**Selected extract**
──────────────────────────────

The pleasure-seeking spendthrift Sandunov left soon after the opening of the banya to take the waters in the Caucasus, leaving Lizanka in Moscow. On his return, their marriage disintegrated amid rumours of domestic violence and infidelity, professional rivalry and bitter disputes over money. The merchant woman Avdotya Lamakina, whose slovenly bathhouse on the other side of the Neglinka had suffered a loss of profits, observed the feud eagerly until, in early 1812, a court ruled that their property be sold and the proceeds divided. The coarse and illiterate Lamakina, with a shrewd commercial eye for the borrowed lustre of the stage, bought the banya and named it Sanduny.

──────────────────────────────

**Provided records**
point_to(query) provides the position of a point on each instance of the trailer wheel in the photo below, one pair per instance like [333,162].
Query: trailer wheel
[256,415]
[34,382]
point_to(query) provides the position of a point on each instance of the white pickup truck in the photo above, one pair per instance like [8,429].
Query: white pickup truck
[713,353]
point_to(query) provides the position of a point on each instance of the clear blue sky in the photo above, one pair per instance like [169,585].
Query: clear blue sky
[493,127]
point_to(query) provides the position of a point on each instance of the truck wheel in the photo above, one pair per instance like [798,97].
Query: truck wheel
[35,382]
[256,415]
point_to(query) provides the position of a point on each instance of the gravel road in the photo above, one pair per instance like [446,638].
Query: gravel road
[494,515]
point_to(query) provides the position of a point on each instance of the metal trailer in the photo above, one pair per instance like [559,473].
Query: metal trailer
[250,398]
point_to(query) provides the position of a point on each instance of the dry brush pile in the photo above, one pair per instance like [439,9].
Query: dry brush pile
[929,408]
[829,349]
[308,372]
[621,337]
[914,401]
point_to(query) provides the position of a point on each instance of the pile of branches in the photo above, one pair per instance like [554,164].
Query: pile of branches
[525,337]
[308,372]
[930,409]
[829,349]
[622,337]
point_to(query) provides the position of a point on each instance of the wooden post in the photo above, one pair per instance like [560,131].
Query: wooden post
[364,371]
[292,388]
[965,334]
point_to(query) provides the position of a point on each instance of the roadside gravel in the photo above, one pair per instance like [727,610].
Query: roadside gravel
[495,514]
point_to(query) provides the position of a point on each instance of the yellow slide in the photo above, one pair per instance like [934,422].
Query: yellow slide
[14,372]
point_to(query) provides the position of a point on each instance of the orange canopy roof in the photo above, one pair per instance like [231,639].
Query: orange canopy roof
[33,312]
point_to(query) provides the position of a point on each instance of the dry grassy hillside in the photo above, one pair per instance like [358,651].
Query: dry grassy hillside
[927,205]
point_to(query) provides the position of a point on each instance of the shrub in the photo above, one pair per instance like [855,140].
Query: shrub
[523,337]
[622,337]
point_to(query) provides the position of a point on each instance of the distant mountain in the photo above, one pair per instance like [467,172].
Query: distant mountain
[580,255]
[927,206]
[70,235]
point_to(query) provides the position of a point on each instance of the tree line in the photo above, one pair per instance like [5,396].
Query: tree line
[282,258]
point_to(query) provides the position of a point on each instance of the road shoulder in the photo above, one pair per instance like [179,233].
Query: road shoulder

──────────────────────────────

**Work request**
Resume the account of the Sanduny bathhouse's early history, continuing directly from its last sentence.

**Written reply**
For Spengler, the burning of Moscow as Napoleon’s army entered in 1812 was the ‘mighty symbolic act of a primitive people’, an ‘expression of Maccabaean hatred of the foreigner and heretic’. Russia was not ready for cities. Russia’s ‘destiny should have been to continue without a history for some generations’, but after Alexander I’s triumphal entry into Paris in 1814, the nation ‘was forced into a false and artificial history that the soul of Old Russia was simply incapable of understanding’. Built of stone, as the Tsar had decreed ten years before Napoleon’s invasion, the Sanduny survived the flames of 1812, a sanctuary, taken for granted in the nineteenth-century city, for the body of the citizen and the primitive practices of old Russia, reinvented by the medical investigations of a Sephardic physician and the fantasy and enterprise of a Georgian actor.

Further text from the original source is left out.